■ **Text shown**
Tuesday 29 November 2011

My Author-it Elevator Pitch


When you choose Author-it you are choosing
  • Single Sourcing,
  • Reusable content,
  • Modular Writing,
  • Assembled Documents
  • and Content Management.
Why does Single Sourcing make sense?

Well, Author-it publishes to Print, Web, and Help formats and, given time and budget, you can customize anything and everything you want about those outputs. But what it means on the ground is that you are not writing in any one of those outputs using specific tools and creating independent formatting. In the old world order you’d use Framemaker for print, Robohelp for help, and Dreamweaver for online. You’d spend time formatting and carefully laying out the content in each of those tools. Estimates vary but authors can burn between 40% and 70% of their time making changes to the pagination and formatting of their documents. With single-sourcing that effort is made once up-front. The authors simply need to apply the styles to their content and the formatting looks after itself when you publish - BANG - you’ve now got half the work to do.

Why reuse content?

Look at it like a translation job. You might think that translation at 7 pence per word is expensive. How often do you stop to think what it costs to write the content in the first place. Can you put a value on that, per word? When you include all the research, reviews, editing, and updating, all the emails and coffee breaks, my back of an envelope calculation gives (100 page manual = £7000, Average 200 words per page, 7000p/200 =) about 35p per word. I’ll leave you to join the dots on this one... let’s just say that reusing chunks of text makes sound economic sense and with Author-it it is SO easy, particularly if you invest in Author-it Xtend which brings reuse to the paragraph level and creates consistency on a whole new level.

Why write in a modular style?

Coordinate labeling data

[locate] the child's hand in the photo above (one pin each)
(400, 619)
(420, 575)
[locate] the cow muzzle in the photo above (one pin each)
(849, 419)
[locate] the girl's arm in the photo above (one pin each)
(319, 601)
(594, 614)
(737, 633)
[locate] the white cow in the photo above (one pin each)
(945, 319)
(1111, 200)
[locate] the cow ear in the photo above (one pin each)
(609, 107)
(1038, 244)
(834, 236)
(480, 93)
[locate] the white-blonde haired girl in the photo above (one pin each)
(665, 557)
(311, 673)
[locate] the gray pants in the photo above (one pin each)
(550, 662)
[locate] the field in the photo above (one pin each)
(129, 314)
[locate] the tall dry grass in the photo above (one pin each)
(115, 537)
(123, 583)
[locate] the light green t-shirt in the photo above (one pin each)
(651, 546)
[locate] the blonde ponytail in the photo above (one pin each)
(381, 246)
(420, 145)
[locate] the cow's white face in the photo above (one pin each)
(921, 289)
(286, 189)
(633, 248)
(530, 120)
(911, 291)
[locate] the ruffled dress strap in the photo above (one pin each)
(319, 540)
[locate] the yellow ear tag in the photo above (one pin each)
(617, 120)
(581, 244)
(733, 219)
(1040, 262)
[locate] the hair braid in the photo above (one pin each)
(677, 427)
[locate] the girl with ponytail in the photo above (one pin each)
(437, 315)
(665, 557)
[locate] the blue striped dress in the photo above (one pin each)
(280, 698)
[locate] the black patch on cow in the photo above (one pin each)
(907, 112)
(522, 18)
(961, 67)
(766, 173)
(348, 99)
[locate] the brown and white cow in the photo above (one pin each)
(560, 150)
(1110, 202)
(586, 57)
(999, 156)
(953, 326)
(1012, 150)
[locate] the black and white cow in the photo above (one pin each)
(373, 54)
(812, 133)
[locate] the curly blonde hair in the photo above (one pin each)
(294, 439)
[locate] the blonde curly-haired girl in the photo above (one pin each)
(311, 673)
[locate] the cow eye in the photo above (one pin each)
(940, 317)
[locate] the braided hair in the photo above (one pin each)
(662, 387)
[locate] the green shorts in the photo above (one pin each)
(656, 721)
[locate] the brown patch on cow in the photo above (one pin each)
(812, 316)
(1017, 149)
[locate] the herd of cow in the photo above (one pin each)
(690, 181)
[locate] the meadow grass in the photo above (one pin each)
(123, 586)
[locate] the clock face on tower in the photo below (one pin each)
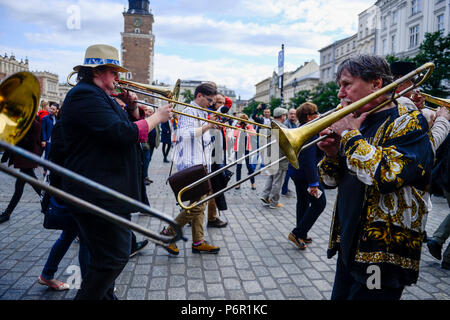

■ **What to work on**
1 – Answer these questions about the Author-it pitch:
(a) Which tool does it name for help in the old world order?
(b) What per-word price does it give for translation?
(c) To what level does Author-it Xtend bring reuse?
2 – Reproduce the records verbatim, starting with the line containing "[locate] the blonde curly-haired" and going on through the end of the records, and leave out the pictures.

■ **Per-task answers**
1 –
(a) Robohelp
(b) 7 pence per word
(c) The paragraph level

2 –
[locate] the blonde curly-haired girl in the photo above (one pin each)
(311, 673)
[locate] the cow eye in the photo above (one pin each)
(940, 317)
[locate] the braided hair in the photo above (one pin each)
(662, 387)
[locate] the green shorts in the photo above (one pin each)
(656, 721)
[locate] the brown patch on cow in the photo above (one pin each)
(812, 316)
(1017, 149)
[locate] the herd of cow in the photo above (one pin each)
(690, 181)
[locate] the meadow grass in the photo above (one pin each)
(123, 586)
[locate] the clock face on tower in the photo below (one pin each)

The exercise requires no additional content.